- [Prompt A] Can you sum up the article on the late-night alcohol sales curfew in two sentences?
- [Prompt B] Could you write the next part of the article on the late-night alcohol sales curfew, picking up from its final sentence?

** Text passage follows **

Governor Roy Cooper on Tuesday announced a new Executive Order that will halt all alcohol sales after 11 p.m. statewide at restaurants.
It will go into effect on July 31.
The curfew, according to the governor, is especially critical to reducing late-night crowds and limiting mass gatherings, even at restaurants which by previous orders cannot exceed 50 percent capacity. Even with bars closed however, many establishments that meet a certain threshold of food sales to stay open turn into de facto bars in twilight hours.
"We want to prevent restaurants from turning into bars after hours," Cooper said. "We're hopeful that this new rule can help drive down cases."
The City of Raleigh instituted a similar mandate earlier this month.
"Let's face it, when people consume alcohol they're not making good choices," Mayor Mary Ann Baldwin said. "Not everybody, but some, so we just want to reduce that risk and do so in a responsible way."
Orange County also announced that it would be limiting alcohol sales and in-person dining at restaurants as early as 10 p.m. Mecklenburg County, the second-largest North Carolina county, is finalizing its proclamation on an alcohol sales cutoff at restaurants.
Per the new order, local ordinances can mandate an earlier last call.
"This is not something I wanted to do, our restaurants have already taken some huge hits, they just started getting back on their feet," Baldwin added. "I think we all hoped in May we would be coming out of this and the fact is we're not."
Secretary of Health and Human Services Dr. Mandy Cohen reinforced that conclusion in an updated presentation on data and trends.

** End of Text passage **
** Given data follows **

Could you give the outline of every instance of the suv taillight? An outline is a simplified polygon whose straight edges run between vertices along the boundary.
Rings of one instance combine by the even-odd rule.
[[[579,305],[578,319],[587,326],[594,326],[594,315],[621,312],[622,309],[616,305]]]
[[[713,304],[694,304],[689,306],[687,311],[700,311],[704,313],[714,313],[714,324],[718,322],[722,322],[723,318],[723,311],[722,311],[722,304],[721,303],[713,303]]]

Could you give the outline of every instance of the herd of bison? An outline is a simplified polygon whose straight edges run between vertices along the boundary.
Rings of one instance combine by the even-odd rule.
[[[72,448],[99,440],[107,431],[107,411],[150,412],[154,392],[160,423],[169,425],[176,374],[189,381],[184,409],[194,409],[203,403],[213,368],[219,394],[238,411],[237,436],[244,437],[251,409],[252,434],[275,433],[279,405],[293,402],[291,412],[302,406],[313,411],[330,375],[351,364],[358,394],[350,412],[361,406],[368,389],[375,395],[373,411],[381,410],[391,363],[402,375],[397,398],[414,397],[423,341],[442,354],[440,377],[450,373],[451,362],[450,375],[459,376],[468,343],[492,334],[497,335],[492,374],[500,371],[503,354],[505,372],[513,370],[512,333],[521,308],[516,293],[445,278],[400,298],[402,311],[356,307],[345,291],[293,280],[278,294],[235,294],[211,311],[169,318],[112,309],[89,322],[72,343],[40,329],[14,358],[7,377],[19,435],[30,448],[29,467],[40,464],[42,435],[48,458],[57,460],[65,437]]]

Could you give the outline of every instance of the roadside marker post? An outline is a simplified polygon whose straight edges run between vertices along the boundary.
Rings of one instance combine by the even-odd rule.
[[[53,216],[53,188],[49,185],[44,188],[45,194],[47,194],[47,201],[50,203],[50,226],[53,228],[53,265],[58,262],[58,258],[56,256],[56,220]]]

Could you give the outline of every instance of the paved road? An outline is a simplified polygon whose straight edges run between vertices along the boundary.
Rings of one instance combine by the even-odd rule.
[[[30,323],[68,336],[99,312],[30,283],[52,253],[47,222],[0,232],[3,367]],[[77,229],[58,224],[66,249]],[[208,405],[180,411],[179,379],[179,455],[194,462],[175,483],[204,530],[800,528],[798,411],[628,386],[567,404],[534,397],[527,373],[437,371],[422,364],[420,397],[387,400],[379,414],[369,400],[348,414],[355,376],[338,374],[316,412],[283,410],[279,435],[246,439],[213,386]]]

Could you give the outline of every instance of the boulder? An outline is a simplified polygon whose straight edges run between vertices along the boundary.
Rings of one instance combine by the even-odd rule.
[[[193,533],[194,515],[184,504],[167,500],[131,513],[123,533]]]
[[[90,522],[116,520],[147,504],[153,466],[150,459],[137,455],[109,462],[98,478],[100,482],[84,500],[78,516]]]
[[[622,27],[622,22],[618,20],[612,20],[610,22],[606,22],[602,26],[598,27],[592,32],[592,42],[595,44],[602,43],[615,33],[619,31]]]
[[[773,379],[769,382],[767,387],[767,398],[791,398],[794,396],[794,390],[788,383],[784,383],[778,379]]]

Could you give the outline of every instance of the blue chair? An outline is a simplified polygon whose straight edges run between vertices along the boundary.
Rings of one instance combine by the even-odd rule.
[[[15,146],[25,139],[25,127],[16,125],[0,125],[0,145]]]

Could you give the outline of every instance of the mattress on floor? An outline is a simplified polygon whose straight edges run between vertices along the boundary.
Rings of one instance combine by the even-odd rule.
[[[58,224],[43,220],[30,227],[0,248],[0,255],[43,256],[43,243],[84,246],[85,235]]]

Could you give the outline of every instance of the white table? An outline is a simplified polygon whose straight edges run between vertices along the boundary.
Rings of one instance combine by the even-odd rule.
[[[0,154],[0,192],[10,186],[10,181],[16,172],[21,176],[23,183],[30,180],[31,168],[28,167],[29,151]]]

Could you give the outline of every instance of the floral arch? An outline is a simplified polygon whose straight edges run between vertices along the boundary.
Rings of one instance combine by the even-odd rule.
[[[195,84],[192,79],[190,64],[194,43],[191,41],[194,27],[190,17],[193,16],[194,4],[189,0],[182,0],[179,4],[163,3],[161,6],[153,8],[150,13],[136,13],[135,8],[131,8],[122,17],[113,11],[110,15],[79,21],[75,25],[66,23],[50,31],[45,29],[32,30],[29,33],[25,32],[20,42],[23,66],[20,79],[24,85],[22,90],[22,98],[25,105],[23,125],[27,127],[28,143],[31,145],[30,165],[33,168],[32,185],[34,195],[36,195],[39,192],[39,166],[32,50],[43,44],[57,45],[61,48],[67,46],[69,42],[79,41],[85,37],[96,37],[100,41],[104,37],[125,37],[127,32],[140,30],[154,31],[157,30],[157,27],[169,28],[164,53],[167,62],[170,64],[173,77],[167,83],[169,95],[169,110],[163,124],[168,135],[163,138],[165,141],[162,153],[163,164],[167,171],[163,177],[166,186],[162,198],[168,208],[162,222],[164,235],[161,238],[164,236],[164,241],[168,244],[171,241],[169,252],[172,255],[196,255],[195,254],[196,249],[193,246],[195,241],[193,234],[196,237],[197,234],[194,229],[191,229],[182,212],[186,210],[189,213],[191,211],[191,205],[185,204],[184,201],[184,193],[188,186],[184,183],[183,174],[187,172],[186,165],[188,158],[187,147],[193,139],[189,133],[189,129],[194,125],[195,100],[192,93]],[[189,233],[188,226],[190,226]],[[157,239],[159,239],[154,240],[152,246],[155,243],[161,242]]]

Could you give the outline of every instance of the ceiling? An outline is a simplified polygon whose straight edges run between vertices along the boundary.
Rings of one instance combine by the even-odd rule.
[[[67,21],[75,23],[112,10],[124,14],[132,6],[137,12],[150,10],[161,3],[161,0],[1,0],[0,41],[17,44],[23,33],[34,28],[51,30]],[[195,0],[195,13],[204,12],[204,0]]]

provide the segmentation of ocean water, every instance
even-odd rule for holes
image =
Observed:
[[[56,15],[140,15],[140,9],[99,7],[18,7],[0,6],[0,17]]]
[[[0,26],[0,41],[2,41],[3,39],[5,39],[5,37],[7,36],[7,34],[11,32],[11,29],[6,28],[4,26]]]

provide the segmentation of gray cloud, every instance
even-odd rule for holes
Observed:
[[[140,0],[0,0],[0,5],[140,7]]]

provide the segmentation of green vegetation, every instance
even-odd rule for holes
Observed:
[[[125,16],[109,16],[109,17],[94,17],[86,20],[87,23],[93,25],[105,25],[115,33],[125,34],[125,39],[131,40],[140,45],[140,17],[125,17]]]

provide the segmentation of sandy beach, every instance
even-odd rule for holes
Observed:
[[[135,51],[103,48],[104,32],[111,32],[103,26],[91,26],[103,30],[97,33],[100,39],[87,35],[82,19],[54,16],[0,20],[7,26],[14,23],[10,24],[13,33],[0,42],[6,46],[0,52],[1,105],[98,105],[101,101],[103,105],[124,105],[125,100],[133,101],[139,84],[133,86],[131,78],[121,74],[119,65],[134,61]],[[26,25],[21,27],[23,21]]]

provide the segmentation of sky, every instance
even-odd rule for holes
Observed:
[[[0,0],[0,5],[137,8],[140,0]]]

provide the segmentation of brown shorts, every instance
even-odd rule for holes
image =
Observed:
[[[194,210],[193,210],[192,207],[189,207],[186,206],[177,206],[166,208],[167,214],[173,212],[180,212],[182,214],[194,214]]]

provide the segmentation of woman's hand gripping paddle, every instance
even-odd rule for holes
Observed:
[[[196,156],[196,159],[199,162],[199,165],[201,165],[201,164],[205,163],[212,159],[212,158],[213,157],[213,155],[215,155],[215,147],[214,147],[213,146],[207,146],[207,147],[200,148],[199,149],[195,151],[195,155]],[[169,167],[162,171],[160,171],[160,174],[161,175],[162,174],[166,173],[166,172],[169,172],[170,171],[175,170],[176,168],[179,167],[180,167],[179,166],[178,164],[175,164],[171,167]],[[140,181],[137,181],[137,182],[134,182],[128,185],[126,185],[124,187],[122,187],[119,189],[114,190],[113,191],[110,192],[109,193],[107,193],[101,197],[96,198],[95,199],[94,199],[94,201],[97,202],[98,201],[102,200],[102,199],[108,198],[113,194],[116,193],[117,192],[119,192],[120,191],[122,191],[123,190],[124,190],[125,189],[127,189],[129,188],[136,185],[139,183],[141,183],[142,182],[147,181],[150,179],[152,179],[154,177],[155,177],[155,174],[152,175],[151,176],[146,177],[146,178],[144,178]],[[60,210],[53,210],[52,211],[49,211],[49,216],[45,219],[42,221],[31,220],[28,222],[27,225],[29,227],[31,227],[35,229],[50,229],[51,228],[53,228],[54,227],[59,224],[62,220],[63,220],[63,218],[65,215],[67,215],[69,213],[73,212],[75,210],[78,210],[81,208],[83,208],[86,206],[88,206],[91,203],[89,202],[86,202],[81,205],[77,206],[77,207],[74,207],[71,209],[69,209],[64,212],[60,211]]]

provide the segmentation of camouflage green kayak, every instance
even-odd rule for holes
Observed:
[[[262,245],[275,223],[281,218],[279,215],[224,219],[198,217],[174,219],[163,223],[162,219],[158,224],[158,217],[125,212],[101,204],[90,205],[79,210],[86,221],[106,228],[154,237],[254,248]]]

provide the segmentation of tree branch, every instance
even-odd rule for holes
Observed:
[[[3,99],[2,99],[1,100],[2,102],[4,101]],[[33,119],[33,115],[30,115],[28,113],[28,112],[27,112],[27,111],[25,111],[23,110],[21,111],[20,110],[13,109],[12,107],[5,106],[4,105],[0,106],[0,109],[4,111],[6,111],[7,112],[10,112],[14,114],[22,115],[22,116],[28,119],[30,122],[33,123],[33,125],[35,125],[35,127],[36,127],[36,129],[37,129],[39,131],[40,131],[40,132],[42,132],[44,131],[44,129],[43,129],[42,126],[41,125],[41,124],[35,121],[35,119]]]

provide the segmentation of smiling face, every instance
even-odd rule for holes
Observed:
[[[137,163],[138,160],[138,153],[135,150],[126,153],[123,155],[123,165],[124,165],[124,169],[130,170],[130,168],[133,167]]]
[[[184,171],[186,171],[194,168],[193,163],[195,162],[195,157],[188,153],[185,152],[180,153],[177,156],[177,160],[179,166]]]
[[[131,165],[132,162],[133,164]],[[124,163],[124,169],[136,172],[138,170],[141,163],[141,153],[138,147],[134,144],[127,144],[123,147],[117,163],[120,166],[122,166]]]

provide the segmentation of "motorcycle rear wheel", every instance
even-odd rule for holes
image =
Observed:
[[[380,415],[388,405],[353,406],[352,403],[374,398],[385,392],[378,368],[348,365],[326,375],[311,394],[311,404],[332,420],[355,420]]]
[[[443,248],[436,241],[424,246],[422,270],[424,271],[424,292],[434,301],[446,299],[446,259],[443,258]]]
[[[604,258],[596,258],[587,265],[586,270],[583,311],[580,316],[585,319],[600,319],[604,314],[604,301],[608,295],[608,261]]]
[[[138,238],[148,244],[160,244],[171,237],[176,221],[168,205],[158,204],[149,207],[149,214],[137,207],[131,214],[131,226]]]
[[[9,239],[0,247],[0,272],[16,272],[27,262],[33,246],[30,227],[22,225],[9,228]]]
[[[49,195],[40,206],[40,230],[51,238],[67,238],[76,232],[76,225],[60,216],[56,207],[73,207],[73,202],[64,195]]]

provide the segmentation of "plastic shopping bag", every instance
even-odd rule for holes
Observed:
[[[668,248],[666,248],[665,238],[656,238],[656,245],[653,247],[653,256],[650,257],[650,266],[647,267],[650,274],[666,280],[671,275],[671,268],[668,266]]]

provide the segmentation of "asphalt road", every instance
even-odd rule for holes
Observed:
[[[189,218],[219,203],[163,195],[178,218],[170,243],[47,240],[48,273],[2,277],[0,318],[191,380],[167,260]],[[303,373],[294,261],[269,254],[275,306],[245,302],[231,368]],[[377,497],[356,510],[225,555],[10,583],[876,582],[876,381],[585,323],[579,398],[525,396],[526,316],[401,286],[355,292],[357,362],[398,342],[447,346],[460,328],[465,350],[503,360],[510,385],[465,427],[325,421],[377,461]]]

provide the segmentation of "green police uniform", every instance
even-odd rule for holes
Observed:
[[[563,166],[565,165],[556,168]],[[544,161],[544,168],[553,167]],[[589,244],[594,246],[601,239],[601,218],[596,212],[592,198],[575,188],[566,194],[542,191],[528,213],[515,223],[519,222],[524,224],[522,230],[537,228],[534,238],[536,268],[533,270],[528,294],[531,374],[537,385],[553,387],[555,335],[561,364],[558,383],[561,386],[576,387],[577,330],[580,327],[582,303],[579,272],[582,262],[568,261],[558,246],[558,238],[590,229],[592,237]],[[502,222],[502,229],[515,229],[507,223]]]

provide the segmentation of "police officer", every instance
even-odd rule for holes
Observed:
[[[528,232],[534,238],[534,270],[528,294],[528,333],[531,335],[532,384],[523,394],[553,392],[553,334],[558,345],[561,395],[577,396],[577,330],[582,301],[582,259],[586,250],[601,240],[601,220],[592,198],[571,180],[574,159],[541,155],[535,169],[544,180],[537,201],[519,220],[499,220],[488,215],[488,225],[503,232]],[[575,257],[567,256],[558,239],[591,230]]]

** End of Given data **

- [Written answer A] Governor Roy Cooper announced an executive order, effective July 31, that halts alcohol sales at restaurants statewide after 11 p.m. to reduce late-night crowds and keep restaurants from turning into bars after hours. Raleigh had already set a similar mandate, Orange County and Mecklenburg County are moving toward their own cutoffs, and local ordinances may require an earlier last call.

- [Written answer B]
Despite Cohen's assessment that cases are "stabilizing", she said the near daily tally of 2,000 or so new confirmed cases of COVID-19 and a positivity rate hovering at 8-10 percent is still concerning.
Once again, the data pointed to adults 25-49 making up nearly half of all positive cases, further fueling a narrative and perception that young people -- despite having mild to no symptoms at all -- are the simmering embers of the virus responsible for igniting hot spots across the Southeast, Texas, Arizona and California.
Earlier this summer, seven bars in Raleigh's Glenwood South district received warning letters from the state Alcoholic Beverage Control Commission for operating in possible violation of Cooper's Executive Order closing bars.
According to that order, establishments that obtain less than 30 percent of their revenue from food sales are considered bars not restaurants. Restaurants are allowed to open with other restrictions, but bars are not.
Phase 2 of easing restrictions, which keeps bars and gyms closed, has been extended twice by the governor because of rising cases and hospitalizations. The order is currently set to expire on August 7.